==== Entries supplied

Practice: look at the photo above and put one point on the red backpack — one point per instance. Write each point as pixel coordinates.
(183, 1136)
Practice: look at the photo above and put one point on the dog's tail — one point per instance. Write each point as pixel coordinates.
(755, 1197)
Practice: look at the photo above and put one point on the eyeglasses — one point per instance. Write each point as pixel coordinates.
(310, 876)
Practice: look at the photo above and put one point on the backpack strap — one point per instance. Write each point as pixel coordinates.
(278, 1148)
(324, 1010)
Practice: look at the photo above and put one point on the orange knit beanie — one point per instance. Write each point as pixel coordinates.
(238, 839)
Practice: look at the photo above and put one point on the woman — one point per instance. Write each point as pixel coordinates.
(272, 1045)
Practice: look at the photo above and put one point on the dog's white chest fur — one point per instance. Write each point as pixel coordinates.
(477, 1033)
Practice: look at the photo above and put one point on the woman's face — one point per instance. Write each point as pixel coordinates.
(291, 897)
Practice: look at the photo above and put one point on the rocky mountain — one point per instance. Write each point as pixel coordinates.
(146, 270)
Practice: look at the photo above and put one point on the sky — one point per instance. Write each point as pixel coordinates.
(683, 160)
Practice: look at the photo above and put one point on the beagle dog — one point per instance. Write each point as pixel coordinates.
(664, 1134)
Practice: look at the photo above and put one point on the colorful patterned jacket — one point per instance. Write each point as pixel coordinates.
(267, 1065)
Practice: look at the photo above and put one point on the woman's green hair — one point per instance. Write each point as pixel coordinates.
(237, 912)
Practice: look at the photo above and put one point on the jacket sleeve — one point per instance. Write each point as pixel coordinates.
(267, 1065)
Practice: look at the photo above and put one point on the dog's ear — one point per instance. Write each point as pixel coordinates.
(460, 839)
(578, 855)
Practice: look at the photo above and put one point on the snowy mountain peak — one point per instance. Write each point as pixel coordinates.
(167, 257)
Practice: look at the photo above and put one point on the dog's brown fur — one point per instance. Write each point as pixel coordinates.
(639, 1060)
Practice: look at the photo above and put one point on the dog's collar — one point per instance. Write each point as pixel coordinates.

========

• _Required task_
Print every line of the material above again, word for word and without any change.

• _Answer for the task_
Practice: look at the photo above and put one point on the red backpack — one point per instance. Write each point as pixel coordinates.
(183, 1136)
Practice: look at the photo above and put one point on the dog's tail — one point per instance. Write each point as pixel coordinates.
(755, 1197)
Practice: look at the photo above and put one point on the eyeglasses — one point per instance. Write each point as pixel coordinates.
(310, 876)
Practice: look at the photo above and put one point on the backpack strap — one point per instance. Write each point as pixel coordinates.
(278, 1148)
(324, 1010)
Practice: look at the photo above and put one point on the orange knit beanie — one point per instance. Write each point as pixel coordinates.
(238, 839)
Practice: look at the photo above and put one point on the woman — one point per instance. Write each point as pixel coordinates.
(272, 1045)
Practice: look at the photo above and put one point on the dog's white chest fur — one point per instance. Write each point as pixel coordinates.
(477, 1033)
Practice: look at the photo above and put one point on the woman's face — one point per instance. Write each point as pixel coordinates.
(291, 897)
Practice: look at the photo above and put one point on the rocky mountain — one point per instance. Write each point as pixel coordinates.
(146, 270)
Practice: look at the photo above and put one point on the sky — one point per instance. Write each point as pixel coordinates.
(683, 160)
Practice: look at the photo above and put one point on the beagle dog — one point per instance. Write each point as pixel coordinates.
(664, 1134)
Practice: look at the photo above and put one point on the colorful patterned jacket — one point per instance. Write each point as pixel coordinates.
(267, 1065)
Practice: look at the photo above and put one point on the woman's green hair — one point per instance. Write each point as pixel coordinates.
(237, 912)
Practice: look at the photo above and put one point on the jacket sleeve — one point per instance. Write each point as pixel coordinates.
(267, 1065)
Practice: look at the photo above and put one point on the dog's ear — one point per instance. Write each point as pixel coordinates.
(460, 839)
(578, 855)
Practice: look at the photo above and put one point on the snowy mountain peak — one point per instance. Write each point as pixel coordinates.
(167, 257)
Practice: look at the photo above and put one point on the dog's brown fur — one point per instance. Write each point as pixel coordinates.
(639, 1060)
Practice: look at the photo above and put one point on the dog's collar — one point per instance. Write each point as pixel coordinates.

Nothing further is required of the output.